Passage to read:
-------------------------

Edward Burne-Jones and William Morris: The Attainment: The Vision of the Holy Grail to Sir Galahad, Sir Bors and Sir Perceval, 1890–1894

How then does the art of Morris’s shrewd, whimsical, and unheroic business partner come by its authority and impact? For surely his twenty-four-by-eight-foot tapestry The Attainment: The Vision of the Holy Grail to Sir Galahad, Sir Bors and Sir Perceval is not only the largest but the most viscerally exciting exhibit in the show (see illustration on page 14). The weaving, one of six produced for a mining magnate’s sham-Gothic mansion in the early 1890s (making it among the final items in the show’s chronology), was bought in 1978 by the rock guitarist Jimmy Page, and one might lean on that for an answer. Some musical principle must be at work in this sequencing, variation, and repetition of forms, heading left to right to a crescendo. Perhaps Burne-Jones is doing to earlier Victorian Gothic what Led Zeppelin did to 1960s rhythm and blues: simplifying, amplifying, and bunching its components so as to open out a grander, more stupefying—or, you might say, more stupefied—imaginative space.

With regard to this specific design, a letter of Burne-Jones’s corroborates the hypothesis, citing the obvious nineteenth-century analog. “I heard Wagner’s Parsifal the other day…. He made sounds that are really and truly (I assure you, and I ought to know) the very sounds that were to be heard in the Sangraal Chapel.” And yet Burne-Jones’s wife, who quotes the letter in a memoir, assures us that “he did not, as a rule, love Wagner’s music.” There is an alternative handle one might reach for, faced with these terrifying angels, no less uncanny forests, this epicene Galahad, and the Sangraal Chapel’s pregnant ceiling oozing blood. Burne-Jones, one might say, is in need of a session with the psychoanalyst.

But of course that would be putting the issue upside down. What he is actually doing, working as of 1890 alongside a pan-European generation of Symbolists, is creating the imaginative conditions that will make Freudianism possible. He is an artistic pioneer, pushing his way into psychic territory later to be fenced in and signposted by the men in white coats. The material that they will have to work on has very largely been shaped by Burne-Jones and his fellow dreamers. And why has that generation taken to exploring—or inventing—the unconscious? Because the reach of the conscious will, extended to scour the world for information, looks like it has hit a dead end. The fate of Pre-Raphaelitism proper seems to demonstrate that.

-------------------------

Data records:

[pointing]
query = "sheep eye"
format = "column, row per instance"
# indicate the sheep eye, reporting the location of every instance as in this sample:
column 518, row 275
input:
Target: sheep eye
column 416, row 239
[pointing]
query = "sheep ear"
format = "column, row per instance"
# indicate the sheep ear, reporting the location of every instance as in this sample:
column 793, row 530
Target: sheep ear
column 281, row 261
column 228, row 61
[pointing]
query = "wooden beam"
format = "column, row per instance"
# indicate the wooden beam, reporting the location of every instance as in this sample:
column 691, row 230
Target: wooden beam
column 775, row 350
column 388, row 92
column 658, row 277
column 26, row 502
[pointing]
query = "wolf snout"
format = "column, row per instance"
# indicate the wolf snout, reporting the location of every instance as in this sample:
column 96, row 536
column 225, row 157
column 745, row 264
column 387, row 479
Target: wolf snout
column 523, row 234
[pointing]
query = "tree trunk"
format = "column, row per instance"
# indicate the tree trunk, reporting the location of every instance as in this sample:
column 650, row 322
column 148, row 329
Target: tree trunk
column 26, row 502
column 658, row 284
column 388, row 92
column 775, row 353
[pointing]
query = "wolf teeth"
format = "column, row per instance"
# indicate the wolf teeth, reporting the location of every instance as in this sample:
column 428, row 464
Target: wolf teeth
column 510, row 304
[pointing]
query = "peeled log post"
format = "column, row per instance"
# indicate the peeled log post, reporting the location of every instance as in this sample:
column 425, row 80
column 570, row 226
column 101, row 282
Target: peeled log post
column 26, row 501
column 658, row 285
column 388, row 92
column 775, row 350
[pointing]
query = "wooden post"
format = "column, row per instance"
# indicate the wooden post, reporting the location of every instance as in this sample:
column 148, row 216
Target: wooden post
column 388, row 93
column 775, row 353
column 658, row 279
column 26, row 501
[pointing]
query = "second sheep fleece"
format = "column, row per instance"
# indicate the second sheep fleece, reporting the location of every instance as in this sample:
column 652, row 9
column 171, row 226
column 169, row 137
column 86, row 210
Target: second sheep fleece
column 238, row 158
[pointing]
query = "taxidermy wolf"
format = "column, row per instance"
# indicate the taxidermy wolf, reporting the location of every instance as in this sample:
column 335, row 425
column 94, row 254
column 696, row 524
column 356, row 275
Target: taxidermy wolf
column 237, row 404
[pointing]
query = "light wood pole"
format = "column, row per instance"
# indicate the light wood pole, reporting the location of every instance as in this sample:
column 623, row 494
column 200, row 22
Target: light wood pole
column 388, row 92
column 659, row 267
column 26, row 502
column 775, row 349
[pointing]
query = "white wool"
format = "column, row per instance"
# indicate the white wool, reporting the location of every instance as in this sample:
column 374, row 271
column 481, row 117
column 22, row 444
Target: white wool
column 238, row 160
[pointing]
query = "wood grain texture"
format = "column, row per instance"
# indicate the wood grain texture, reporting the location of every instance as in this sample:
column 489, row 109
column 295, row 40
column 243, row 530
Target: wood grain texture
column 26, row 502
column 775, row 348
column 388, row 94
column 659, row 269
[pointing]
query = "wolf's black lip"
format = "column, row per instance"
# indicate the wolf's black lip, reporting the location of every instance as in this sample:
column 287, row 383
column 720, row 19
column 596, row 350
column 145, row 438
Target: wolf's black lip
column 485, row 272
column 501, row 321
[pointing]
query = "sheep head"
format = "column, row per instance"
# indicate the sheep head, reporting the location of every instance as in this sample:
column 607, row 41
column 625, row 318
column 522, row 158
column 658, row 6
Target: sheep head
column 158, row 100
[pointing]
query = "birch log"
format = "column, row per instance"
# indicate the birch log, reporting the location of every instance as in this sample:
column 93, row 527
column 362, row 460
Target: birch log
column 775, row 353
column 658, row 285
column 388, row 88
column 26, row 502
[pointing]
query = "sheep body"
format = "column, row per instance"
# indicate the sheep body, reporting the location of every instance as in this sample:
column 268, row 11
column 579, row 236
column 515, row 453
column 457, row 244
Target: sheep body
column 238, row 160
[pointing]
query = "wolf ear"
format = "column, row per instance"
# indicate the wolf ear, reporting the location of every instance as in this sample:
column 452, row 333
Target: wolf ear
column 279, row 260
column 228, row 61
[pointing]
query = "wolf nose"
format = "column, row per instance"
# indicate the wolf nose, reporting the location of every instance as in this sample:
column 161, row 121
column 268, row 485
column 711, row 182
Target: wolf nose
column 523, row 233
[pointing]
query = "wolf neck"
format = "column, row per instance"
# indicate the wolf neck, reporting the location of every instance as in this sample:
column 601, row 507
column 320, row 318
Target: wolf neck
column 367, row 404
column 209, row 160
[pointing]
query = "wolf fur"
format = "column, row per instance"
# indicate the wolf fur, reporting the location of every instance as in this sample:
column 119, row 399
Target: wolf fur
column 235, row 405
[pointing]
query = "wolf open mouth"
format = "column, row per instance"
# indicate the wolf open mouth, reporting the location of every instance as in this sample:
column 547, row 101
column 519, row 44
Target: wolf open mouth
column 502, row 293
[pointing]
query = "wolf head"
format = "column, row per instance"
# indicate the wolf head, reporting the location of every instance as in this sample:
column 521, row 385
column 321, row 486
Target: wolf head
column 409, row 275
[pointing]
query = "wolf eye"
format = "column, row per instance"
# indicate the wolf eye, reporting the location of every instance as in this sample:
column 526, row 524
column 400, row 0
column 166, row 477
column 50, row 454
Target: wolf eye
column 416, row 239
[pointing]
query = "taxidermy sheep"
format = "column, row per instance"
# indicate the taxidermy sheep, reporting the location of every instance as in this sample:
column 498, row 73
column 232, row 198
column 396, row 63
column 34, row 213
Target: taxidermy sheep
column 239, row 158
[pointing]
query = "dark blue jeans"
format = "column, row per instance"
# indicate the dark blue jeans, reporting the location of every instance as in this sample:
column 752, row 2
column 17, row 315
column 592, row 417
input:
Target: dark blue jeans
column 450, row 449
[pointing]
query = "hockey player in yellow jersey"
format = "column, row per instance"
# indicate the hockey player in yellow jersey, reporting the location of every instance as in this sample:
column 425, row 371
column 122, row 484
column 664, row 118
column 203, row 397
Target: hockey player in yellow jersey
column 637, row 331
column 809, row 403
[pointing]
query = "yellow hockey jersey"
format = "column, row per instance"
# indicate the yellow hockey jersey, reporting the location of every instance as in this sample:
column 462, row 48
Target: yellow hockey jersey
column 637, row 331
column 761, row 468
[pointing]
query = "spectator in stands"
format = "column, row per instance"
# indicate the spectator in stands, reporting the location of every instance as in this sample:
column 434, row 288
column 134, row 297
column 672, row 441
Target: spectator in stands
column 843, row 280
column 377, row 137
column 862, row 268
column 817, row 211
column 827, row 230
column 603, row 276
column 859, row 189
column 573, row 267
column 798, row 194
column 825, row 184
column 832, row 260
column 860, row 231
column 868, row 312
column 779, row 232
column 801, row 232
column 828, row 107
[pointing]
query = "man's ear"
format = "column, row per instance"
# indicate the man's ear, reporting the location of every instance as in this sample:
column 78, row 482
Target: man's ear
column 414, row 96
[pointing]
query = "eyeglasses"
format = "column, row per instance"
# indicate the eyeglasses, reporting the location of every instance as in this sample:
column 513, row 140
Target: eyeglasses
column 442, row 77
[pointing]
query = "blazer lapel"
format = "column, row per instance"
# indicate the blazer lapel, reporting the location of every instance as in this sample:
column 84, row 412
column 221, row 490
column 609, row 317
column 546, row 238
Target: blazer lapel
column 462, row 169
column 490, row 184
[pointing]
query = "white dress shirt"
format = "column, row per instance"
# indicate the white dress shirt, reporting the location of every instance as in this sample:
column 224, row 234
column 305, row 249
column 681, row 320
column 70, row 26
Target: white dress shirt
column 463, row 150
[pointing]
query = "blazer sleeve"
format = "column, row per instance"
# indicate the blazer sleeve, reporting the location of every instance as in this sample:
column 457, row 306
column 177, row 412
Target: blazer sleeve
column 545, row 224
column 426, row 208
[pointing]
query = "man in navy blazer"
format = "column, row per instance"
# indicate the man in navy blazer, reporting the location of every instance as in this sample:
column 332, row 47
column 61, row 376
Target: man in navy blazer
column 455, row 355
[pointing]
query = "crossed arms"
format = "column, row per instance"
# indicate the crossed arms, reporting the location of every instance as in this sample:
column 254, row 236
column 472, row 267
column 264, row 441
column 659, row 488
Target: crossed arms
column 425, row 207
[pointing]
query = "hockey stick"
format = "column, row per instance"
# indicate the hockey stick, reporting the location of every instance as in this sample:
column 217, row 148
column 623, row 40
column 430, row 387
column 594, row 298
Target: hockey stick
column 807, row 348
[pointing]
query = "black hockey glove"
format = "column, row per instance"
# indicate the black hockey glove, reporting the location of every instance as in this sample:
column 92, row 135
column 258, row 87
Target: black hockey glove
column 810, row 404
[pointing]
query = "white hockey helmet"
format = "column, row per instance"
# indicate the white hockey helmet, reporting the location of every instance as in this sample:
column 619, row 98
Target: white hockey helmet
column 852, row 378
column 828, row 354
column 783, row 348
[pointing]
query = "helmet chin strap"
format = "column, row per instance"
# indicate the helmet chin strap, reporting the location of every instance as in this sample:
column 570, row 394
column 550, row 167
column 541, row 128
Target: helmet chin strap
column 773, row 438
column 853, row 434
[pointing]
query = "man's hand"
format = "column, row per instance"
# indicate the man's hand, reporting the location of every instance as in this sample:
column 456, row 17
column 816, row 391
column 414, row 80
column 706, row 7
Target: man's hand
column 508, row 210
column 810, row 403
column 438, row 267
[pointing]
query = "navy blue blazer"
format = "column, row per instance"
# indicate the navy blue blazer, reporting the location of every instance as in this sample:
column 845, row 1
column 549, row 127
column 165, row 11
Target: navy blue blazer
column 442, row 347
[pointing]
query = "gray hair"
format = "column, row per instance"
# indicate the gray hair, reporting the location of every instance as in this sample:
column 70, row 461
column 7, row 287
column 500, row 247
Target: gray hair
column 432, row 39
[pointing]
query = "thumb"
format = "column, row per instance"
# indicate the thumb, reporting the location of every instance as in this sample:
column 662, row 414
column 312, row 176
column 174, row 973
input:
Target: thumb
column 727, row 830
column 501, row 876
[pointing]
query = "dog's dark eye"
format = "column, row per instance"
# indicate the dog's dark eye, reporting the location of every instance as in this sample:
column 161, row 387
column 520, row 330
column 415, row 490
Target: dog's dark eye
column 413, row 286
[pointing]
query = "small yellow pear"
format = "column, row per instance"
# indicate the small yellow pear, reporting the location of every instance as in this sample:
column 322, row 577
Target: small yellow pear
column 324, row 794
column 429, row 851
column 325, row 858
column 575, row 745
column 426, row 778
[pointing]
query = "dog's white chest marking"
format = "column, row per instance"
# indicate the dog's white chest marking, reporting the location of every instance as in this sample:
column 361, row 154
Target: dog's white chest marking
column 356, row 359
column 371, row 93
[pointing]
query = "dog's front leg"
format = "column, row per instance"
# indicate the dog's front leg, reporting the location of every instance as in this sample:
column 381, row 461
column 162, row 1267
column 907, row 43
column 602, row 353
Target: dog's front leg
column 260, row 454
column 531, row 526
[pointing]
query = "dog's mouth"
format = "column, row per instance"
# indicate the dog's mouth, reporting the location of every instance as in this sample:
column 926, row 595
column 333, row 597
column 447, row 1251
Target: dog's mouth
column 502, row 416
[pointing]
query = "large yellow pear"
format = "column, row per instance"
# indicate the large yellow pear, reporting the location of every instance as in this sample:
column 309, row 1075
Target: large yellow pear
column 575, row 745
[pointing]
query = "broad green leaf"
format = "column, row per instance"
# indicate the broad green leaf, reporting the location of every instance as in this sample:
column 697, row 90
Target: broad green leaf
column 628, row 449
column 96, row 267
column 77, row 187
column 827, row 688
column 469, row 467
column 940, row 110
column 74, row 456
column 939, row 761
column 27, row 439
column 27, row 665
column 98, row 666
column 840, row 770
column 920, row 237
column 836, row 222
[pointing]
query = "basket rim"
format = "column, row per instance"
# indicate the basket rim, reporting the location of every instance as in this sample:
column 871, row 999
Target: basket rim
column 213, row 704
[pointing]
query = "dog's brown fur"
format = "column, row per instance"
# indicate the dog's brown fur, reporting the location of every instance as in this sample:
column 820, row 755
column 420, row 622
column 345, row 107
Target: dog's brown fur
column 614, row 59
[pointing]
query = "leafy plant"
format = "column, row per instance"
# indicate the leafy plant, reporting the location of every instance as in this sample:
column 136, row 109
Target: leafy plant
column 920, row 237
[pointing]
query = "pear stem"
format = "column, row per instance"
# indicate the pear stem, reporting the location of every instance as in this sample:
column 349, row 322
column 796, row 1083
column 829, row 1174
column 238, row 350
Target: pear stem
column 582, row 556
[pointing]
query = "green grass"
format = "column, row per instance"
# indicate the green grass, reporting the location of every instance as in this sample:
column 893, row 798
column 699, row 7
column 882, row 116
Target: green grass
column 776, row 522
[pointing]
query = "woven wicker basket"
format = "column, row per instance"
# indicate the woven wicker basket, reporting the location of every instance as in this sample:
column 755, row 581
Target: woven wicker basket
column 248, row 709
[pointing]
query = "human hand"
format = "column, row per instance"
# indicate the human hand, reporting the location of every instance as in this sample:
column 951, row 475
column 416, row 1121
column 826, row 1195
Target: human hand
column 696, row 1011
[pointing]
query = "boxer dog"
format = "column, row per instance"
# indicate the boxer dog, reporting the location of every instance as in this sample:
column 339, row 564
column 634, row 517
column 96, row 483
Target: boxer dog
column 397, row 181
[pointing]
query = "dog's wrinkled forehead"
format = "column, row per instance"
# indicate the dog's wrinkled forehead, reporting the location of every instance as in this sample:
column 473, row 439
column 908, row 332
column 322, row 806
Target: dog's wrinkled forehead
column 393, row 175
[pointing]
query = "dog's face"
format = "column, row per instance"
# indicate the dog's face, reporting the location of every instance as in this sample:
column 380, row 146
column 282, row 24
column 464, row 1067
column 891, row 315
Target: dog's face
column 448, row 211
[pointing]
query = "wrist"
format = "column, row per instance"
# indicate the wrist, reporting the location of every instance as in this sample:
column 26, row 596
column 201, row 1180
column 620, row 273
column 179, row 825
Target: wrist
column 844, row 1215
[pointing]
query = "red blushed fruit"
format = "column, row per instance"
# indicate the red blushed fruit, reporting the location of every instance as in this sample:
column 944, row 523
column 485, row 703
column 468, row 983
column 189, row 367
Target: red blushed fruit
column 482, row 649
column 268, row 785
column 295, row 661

-------------------------

Objectives:
1. Answer these questions about the Burne-Jones passage, one per line, using the same letters:
(a) Who bought the tapestry in 1978?
(b) Which Wagner work does Burne-Jones say in his letter that he heard?
(c) From what year is Burne-Jones described as working alongside a pan-European generation of Symbolists?
2. Turn the data records into a numbered list, starting at their first line and ending with the line that contains "column 523, row 234". Include both of those lines, and leave out any blank lines.
The Burne-Jones passage and the data records come from unrelated sources.

Answers for the tasks:
1.
(a) The rock guitarist Jimmy Page
(b) Parsifal
(c) 1890

2.
1. [pointing]
2. query = "sheep eye"
3. format = "column, row per instance"
4. # indicate the sheep eye, reporting the location of every instance as in this sample:
5. column 518, row 275
6. input:
7. Target: sheep eye
8. column 416, row 239
9. [pointing]
10. query = "sheep ear"
11. format = "column, row per instance"
12. # indicate the sheep ear, reporting the location of every instance as in this sample:
13. column 793, row 530
14. Target: sheep ear
15. column 281, row 261
16. column 228, row 61
17. [pointing]
18. query = "wooden beam"
19. format = "column, row per instance"
20. # indicate the wooden beam, reporting the location of every instance as in this sample:
21. column 691, row 230
22. Target: wooden beam
23. column 775, row 350
24. column 388, row 92
25. column 658, row 277
26. column 26, row 502
27. [pointing]
28. query = "wolf snout"
29. format = "column, row per instance"
30. # indicate the wolf snout, reporting the location of every instance as in this sample:
31. column 96, row 536
32. column 225, row 157
33. column 745, row 264
34. column 387, row 479
35. Target: wolf snout
36. column 523, row 234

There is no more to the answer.